▶ [DOCUMENT SEGMENT]
8.2. Models with duplicates
Definition 8.1 (general signed genome): A /genome/ is a string drawn from a
signed alphabet of gene families \Sigma.
ex.: 0 1 2 3 4 5 6 7 8 9
G = (o b a -b -c d -e a -d o)
Note that in this genome model, genes are represented by their gene family
membership. Yet, each gene is unique and can be uniquely identified by its
position in the genome.
In the following, F(G) denotes the set of gene families of genome G.
Definition 8.2 (matching) A matching M of two genomes G and H is an assignment
between genes of G and H such that for each assignment (g, h) \in M, g \in G and
h \in H, holds that (i) genes g and h are members of the same gene family and
(ii) not contained in any other assignment of M.
ex.: 0 1 2 3 4 5 6 7 8 9 10
H = (o c -a c a c e -b b -d o)
a matching of G and H could be M = {(o_0, o_0), (a_2, -a_2), (-c_4, c_1),
(-e_6, e_6), (-d_8, -d_9), (o_9, o_10)}
Definition 8.3 (exemplar matching model): A matching of two genomes G and H is
/exemplar/ if it contains exactly assignment for each gene family in F(G) \cap
F(H).
ex.: M = {(o_0, o_0), (b_1, -b_7), (a_2, -a_2), (-c_4, c_1), (-e_6, e_6), (-d_8,
-d_9), (o_9, o_10)} is an exemplar matching
Definition 8.4 (maximum matching model): A matching of two genomes G and H is
/maximum/ if it contains as many assignments between genes of G and H as
possible.
ex.: M = {(o_0, o_0), (b_1, -b_7), (a_2, -a_2), (-b_3, b_8), (-c_4, c_1), (-e_6,
e_6), (-d_8, -d_9), (o_9, o_10)} is a maximum matching
Definition 8.5 (intermediate matching model): A matching of two genomes G and H
is intermediate if it contains at least one assignment for each gene family of
F(G) \cap F(H) and both pairs of telomeres.
8.2 Conserved adjacencies and breakpoints in matchings
Definition 8.6 (adjacency, conserved adjacency, breakpoint) Given a matching M
of genomes G and H, two genes g, g' of G form an adjacency if g, g' are both
contained in assignments of M and there exists no assignment (g^*, .) in M s.t.
g < g^* < g'. The same definition applies to any two genes h, h' of H. Two pairs
of genes (g, h) and (g', h') of M form a /conserved adjacency/ if (i) g, g' and
h, h' are adjacencies and (ii) the relative orientation between g and g' is the
same as h to h'. Otherwise, if only g, g' is an adjacency or only h, h', then
assignments (g, h), (g', h') form a /breakpoint/.

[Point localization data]
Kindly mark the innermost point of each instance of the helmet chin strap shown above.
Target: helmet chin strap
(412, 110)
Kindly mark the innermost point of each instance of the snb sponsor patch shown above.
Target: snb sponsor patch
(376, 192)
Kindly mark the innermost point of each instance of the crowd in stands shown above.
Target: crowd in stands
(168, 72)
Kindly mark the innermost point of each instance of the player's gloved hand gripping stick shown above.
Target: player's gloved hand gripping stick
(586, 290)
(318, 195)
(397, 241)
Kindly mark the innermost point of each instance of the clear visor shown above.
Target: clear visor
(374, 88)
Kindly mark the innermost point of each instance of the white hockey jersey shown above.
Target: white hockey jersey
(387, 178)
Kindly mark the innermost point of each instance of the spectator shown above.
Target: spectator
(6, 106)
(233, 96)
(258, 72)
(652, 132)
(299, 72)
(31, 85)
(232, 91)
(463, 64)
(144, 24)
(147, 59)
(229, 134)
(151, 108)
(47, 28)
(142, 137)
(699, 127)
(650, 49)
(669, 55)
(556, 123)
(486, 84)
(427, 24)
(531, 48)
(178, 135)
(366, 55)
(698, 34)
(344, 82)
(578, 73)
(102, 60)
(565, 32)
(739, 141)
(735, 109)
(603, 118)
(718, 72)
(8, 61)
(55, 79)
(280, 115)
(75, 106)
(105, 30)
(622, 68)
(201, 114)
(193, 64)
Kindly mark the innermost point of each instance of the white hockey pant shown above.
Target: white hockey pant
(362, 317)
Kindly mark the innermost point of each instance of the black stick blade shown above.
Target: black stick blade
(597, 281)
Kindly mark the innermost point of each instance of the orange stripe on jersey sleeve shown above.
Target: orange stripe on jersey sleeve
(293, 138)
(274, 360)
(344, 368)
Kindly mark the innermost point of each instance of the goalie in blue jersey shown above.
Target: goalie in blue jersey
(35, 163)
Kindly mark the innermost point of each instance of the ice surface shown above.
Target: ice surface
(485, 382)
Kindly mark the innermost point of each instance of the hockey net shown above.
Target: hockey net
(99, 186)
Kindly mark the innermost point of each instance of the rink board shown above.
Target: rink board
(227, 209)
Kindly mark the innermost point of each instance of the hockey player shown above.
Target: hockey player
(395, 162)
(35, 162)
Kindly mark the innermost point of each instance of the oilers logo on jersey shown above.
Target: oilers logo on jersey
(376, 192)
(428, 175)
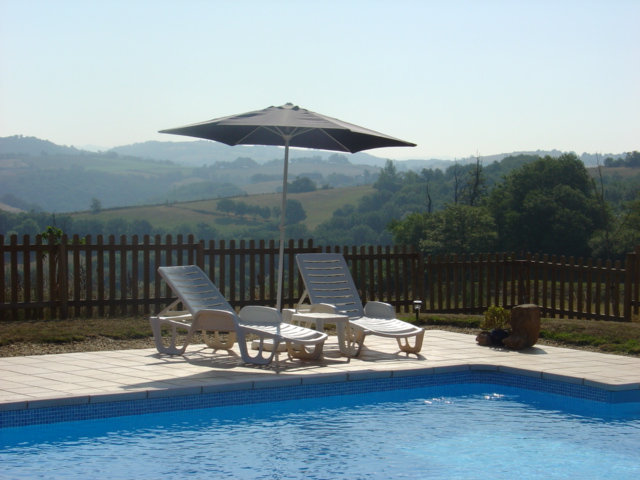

▶ [QUESTIONS TO ANSWER]
- a) Rewrite the paragraph of the notes on genome matchings that begins "Definition 8.6 (adjacency, conserved adjacency, breakpoint)" as a short list, keeping its main facts.
- b) Repeat the passage of the notes on genome matchings from "Definition 8.2 (matching)" to "e -b b -d o)", word for word.
None of these lines are needed for the work here.

▶ [ANSWERS BELOW]
- a)
- Adjacency: given a matching M of genomes G and H, two genes g, g' of G form an adjacency if both are contained in assignments of M and no assignment (g^*, .) in M has g < g^* < g'. The same applies to two genes h, h' of H.
- Conserved adjacency: two pairs (g, h) and (g', h') of M form one if g, g' and h, h' are both adjacencies and the relative orientation between g and g' is the same as h to h'.
- Breakpoint: if only g, g' or only h, h' is an adjacency, the assignments (g, h), (g', h') form a breakpoint.

- b)
Definition 8.2 (matching) A matching M of two genomes G and H is an assignment
between genes of G and H such that for each assignment (g, h) \in M, g \in G and
h \in H, holds that (i) genes g and h are members of the same gene family and
(ii) not contained in any other assignment of M.
ex.: 0 1 2 3 4 5 6 7 8 9 10
H = (o c -a c a c e -b b -d o)